(Material provided):
·····
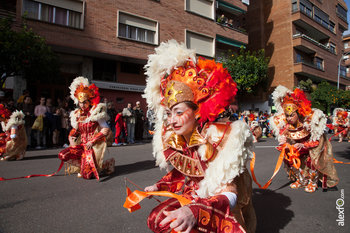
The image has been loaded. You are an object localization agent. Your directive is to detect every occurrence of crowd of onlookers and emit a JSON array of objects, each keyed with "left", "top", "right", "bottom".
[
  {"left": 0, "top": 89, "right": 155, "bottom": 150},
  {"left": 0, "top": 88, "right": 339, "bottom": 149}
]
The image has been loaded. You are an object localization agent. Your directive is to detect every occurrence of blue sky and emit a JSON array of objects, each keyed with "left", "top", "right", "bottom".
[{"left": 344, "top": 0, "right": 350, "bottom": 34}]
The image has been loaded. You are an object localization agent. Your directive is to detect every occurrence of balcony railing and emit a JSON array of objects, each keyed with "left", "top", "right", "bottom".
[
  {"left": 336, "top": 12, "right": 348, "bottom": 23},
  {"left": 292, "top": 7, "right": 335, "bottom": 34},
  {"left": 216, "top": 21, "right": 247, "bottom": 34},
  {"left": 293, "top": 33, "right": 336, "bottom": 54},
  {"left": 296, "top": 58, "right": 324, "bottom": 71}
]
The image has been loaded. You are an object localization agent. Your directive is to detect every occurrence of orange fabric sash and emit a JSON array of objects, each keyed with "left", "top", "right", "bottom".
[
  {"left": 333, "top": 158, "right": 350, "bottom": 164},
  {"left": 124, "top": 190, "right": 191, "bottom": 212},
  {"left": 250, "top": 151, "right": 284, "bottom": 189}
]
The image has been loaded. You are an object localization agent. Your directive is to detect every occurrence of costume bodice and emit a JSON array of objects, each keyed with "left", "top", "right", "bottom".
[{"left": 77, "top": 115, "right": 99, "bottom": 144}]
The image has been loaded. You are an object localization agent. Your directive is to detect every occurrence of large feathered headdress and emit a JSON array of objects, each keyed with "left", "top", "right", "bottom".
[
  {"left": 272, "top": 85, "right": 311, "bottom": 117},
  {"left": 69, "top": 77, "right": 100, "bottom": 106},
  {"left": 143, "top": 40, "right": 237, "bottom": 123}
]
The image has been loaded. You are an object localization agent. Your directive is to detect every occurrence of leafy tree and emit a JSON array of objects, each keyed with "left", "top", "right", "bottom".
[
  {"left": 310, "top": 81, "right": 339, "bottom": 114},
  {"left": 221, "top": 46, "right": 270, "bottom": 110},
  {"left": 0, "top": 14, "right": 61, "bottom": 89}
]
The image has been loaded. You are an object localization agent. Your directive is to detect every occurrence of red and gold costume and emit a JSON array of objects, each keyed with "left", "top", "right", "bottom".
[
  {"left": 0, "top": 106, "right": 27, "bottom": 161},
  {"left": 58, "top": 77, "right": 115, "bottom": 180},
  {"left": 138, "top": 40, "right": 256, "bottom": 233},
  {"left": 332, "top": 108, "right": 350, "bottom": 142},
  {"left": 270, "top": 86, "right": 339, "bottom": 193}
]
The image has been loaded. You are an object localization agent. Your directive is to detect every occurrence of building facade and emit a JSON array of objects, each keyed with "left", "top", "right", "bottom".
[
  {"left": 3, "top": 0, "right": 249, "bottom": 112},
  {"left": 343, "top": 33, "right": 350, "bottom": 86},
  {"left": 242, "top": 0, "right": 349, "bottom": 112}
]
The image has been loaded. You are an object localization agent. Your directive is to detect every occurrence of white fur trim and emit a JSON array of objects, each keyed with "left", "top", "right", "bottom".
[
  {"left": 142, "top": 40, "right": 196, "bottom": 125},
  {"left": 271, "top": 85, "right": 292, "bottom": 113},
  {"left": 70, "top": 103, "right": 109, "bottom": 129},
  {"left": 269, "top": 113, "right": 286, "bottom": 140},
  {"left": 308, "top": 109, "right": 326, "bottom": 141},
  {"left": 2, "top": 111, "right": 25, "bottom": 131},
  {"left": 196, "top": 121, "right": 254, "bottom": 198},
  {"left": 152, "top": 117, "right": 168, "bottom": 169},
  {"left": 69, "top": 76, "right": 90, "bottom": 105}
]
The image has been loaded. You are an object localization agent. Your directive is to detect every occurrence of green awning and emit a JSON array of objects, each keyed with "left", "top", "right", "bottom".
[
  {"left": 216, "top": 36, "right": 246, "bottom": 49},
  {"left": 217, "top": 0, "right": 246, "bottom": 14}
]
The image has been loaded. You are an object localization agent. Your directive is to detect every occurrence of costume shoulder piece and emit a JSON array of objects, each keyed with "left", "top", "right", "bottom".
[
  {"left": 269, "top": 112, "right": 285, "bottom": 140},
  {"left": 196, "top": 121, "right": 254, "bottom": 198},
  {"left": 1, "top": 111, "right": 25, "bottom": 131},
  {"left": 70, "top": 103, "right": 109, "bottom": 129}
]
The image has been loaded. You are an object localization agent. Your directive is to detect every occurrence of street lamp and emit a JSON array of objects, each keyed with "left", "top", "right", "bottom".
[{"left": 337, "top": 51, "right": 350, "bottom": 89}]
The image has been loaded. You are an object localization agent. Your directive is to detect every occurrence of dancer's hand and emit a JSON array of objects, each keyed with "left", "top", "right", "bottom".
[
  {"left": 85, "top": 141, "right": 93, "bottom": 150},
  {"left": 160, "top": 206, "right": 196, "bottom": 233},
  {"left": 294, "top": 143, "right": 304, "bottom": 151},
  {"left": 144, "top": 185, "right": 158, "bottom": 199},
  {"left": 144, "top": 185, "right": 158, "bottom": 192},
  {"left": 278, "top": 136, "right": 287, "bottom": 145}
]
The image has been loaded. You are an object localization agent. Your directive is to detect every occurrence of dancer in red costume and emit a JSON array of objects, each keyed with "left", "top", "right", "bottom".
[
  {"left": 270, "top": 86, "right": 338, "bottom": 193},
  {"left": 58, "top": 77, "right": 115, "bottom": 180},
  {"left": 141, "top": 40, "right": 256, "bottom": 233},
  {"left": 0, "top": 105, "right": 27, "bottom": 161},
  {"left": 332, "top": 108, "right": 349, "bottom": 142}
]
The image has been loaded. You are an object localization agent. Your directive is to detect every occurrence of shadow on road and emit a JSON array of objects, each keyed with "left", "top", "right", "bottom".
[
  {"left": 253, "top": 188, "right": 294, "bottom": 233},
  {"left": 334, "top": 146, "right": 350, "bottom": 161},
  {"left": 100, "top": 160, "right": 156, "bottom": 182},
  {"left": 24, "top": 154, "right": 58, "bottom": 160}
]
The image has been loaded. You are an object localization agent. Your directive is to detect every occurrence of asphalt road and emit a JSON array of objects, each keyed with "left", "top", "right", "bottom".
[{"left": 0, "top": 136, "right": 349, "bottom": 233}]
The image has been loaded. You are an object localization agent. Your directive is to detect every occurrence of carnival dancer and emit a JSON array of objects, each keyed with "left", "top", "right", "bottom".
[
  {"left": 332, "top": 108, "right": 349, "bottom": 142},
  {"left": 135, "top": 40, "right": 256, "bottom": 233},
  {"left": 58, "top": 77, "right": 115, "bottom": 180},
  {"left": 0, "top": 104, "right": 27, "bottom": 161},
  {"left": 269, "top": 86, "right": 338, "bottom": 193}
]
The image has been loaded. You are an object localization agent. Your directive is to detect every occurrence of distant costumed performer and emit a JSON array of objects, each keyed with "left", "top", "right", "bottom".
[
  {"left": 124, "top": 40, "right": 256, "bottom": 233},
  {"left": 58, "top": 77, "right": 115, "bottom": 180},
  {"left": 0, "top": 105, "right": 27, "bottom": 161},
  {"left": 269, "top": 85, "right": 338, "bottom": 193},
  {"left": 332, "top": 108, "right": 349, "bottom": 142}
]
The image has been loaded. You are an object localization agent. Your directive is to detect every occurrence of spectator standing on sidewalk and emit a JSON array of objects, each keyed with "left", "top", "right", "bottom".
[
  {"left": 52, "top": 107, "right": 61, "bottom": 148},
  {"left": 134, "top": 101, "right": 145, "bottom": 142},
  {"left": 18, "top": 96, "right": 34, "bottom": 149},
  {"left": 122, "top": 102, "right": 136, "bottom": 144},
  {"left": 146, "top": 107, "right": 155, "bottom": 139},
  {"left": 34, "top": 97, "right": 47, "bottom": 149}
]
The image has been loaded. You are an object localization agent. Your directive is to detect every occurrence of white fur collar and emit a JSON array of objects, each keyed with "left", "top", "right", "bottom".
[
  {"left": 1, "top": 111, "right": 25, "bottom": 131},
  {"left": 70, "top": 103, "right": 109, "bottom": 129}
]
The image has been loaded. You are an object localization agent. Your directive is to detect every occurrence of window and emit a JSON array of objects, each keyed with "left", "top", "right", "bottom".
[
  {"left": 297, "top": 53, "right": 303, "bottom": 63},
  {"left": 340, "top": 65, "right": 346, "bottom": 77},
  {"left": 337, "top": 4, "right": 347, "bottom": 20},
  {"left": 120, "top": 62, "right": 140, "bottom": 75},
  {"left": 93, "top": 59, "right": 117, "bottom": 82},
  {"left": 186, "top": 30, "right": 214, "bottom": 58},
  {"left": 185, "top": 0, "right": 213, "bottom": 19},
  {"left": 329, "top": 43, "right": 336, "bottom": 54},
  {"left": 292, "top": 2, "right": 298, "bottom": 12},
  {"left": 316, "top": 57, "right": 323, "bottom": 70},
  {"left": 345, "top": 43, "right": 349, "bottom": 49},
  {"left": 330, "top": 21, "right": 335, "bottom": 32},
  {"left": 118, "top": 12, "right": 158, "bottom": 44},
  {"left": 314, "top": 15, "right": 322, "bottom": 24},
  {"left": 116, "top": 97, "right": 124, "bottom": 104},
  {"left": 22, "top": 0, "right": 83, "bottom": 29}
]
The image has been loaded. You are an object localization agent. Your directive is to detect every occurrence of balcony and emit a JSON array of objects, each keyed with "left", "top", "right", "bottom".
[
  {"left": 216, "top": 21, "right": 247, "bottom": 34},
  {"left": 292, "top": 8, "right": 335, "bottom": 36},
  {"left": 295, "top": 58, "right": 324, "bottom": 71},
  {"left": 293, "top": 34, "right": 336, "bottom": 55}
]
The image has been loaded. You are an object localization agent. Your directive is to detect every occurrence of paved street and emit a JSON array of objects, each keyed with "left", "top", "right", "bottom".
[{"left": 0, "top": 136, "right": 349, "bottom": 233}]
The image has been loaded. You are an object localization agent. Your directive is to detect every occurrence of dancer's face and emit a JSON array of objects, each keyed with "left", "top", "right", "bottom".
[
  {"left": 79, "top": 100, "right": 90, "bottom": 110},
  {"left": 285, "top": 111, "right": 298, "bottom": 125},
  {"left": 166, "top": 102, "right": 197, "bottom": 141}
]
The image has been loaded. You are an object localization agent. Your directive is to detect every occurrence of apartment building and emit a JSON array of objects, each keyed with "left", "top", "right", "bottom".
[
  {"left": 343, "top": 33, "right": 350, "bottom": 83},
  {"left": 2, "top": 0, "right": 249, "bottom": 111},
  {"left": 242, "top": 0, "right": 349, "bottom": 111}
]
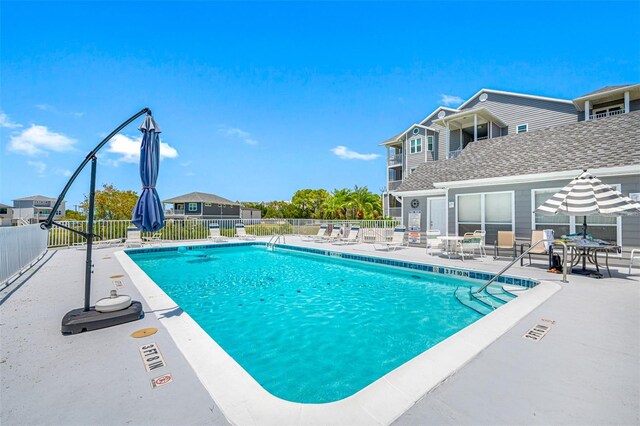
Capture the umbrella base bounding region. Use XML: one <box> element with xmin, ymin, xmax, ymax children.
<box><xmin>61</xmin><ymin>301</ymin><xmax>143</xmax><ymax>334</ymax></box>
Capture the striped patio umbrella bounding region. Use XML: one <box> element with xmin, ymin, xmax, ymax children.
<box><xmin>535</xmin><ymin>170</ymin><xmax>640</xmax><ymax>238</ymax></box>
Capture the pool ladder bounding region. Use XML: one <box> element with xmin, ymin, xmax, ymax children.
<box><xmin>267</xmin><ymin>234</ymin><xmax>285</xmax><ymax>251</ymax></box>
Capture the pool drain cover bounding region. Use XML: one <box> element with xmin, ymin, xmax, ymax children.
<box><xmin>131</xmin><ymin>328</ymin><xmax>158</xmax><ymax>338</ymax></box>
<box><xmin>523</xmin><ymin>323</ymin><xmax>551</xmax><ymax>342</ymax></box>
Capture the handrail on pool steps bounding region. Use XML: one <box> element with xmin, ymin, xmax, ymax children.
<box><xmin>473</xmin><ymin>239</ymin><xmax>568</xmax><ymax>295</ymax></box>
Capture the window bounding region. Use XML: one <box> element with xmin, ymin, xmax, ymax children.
·····
(To do): What are the lines from the one with "Capture the umbrella" through the end of the records above? Set them down exactly, both ends included, and nothing else.

(Solution):
Capture the umbrella base bounding region. Use XML: one <box> element with xmin, ymin, xmax, ymax children.
<box><xmin>61</xmin><ymin>301</ymin><xmax>143</xmax><ymax>334</ymax></box>
Capture the striped patio umbrella bounding region. Use XML: one <box> element with xmin, ymin, xmax, ymax children.
<box><xmin>535</xmin><ymin>170</ymin><xmax>640</xmax><ymax>238</ymax></box>
Capture the pool ladder bounding region. Use XML: one <box> element with xmin, ymin, xmax, ymax children.
<box><xmin>267</xmin><ymin>234</ymin><xmax>285</xmax><ymax>251</ymax></box>
Capture the pool drain cover bounding region. Use XML: one <box> element with xmin, ymin, xmax, ymax children.
<box><xmin>131</xmin><ymin>328</ymin><xmax>158</xmax><ymax>338</ymax></box>
<box><xmin>523</xmin><ymin>323</ymin><xmax>551</xmax><ymax>342</ymax></box>
Capture the handrail on pool steps bounding region. Use XML: one <box> element with xmin, ymin, xmax, ymax children.
<box><xmin>473</xmin><ymin>239</ymin><xmax>568</xmax><ymax>295</ymax></box>
Capture the window bounding region. Use XML: one <box> element with xmin, ymin, xmax, ymax children.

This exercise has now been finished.